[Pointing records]
-*-*-

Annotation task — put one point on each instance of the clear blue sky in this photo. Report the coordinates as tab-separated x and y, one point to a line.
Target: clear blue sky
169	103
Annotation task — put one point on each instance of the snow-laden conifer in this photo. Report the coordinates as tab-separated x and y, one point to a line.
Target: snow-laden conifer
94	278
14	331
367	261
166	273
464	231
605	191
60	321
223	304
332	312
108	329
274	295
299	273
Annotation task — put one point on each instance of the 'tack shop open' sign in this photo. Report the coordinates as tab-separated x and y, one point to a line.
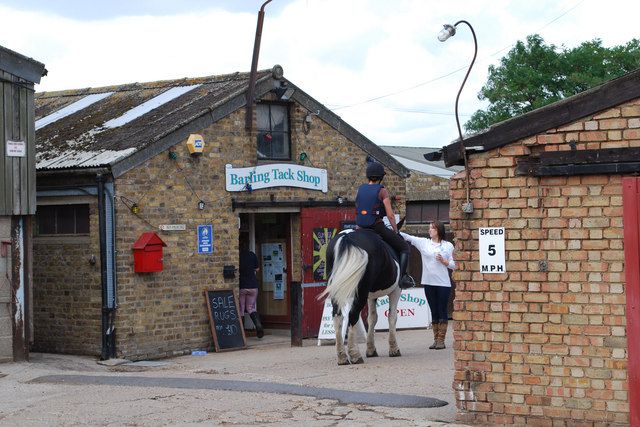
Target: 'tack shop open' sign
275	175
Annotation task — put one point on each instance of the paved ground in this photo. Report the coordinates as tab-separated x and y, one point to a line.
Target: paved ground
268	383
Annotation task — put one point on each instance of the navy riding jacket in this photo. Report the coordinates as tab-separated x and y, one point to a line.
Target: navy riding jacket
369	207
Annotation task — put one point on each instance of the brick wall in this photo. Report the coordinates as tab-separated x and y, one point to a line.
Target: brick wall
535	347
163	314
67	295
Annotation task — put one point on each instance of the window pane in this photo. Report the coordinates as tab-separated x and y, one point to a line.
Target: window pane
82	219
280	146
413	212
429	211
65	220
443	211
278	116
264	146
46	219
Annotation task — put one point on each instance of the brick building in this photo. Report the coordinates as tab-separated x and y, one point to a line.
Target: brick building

-*-*-

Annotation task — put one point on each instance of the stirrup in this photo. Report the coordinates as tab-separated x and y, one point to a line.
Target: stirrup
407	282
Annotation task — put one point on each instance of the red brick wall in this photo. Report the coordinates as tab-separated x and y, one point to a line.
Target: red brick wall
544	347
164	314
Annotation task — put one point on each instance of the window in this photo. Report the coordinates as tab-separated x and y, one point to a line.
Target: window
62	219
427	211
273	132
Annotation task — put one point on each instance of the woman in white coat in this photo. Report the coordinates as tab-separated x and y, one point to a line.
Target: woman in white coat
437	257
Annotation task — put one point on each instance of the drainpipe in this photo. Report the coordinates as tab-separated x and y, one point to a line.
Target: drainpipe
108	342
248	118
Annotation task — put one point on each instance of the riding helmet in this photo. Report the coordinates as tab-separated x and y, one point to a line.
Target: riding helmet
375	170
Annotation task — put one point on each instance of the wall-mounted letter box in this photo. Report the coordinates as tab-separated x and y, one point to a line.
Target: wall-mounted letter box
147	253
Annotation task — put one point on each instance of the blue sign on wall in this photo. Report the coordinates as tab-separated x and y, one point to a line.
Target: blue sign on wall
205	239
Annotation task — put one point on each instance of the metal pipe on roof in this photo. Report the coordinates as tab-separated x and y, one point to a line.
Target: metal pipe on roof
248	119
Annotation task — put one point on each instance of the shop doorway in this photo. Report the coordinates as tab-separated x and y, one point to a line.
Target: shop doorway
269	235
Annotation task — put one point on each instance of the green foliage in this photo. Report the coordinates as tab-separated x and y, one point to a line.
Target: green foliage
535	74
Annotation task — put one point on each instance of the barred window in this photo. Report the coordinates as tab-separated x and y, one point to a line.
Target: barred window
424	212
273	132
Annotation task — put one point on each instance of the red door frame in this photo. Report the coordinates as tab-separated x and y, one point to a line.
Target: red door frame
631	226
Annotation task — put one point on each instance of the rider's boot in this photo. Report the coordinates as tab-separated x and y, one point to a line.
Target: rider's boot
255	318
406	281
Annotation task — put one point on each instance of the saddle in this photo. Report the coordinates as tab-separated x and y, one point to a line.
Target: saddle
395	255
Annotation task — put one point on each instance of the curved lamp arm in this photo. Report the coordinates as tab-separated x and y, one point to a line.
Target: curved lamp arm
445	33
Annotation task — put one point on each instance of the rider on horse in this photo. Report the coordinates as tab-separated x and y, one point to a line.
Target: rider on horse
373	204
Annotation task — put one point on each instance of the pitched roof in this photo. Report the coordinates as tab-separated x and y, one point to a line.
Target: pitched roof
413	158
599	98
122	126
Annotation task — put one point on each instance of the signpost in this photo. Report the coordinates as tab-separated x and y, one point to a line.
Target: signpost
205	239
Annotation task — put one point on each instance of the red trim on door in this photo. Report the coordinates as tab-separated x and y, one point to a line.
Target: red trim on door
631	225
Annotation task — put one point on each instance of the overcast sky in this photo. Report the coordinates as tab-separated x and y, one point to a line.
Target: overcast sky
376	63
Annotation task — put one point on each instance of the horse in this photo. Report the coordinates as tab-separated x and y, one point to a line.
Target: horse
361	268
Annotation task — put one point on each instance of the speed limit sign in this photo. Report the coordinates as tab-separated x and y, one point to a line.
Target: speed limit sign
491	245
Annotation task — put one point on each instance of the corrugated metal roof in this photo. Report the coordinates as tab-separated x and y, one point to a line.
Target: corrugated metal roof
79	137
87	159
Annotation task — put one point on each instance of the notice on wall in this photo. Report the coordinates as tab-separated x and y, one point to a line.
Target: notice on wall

-*-*-

> _What you have to do_
Please repeat the lines of the listing word for word, from the line with "of the snow-laden" to the line with "Target: brick building", both included. Leave the pictures out of your answer.

> _Full response_
Annotation task — put one point on each instance of the snow-laden conifer in this photo. Report the coordinates as tab-separated x and y, one point to a line.
Target: snow-laden conifer
94	278
14	331
367	261
166	273
464	231
605	191
60	321
223	304
332	312
108	329
274	295
299	273
Annotation task — put one point on each instance of the 'tack shop open' sign in this photo. Report the coordinates as tab-separated x and y, one point to a line.
Target: 'tack shop open' sign
275	175
Annotation task — put one point on each instance of the paved ground in this photo. Report the coordinates as tab-separated x and y, one point to a line.
Target: paved ground
268	383
Annotation task — put one point on each instance of the navy riding jacket in this photo. Report the coordinates as tab-separated x and y, one point to a line.
Target: navy riding jacket
369	207
Annotation task — put one point on each instance of the brick wall in this photo. Report the coordinates as tab-separated x and y, one point to a line.
Target: brick wall
535	347
163	314
67	295
Annotation task — put one point on each instance of the window pane in this photo. Report the coordinates as tab-separated x and y, one point to a line.
Target: window pane
82	219
280	146
413	212
429	211
65	220
443	211
278	116
264	146
46	219
Annotation task — put one point on each instance of the brick building in this photo. Report the coordinates as tab-separated x and y, one point to a line.
Target: brick building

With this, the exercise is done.